Each line of the listing that contains "marker" should be found and copied.

----- Data extracts

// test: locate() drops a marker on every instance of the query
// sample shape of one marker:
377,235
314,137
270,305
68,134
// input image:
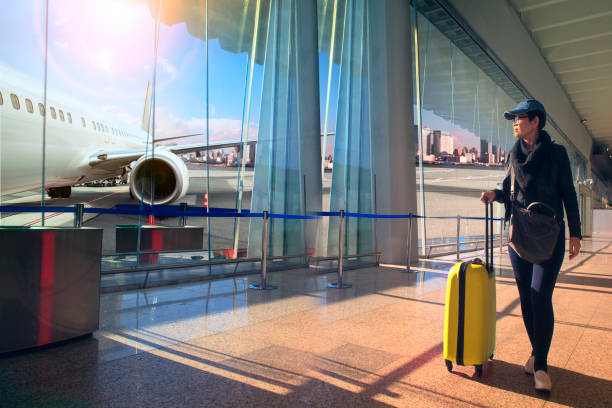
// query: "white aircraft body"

----------

Written reply:
// test: locate() drops a marker on every instance of the query
// sample shape of one marker:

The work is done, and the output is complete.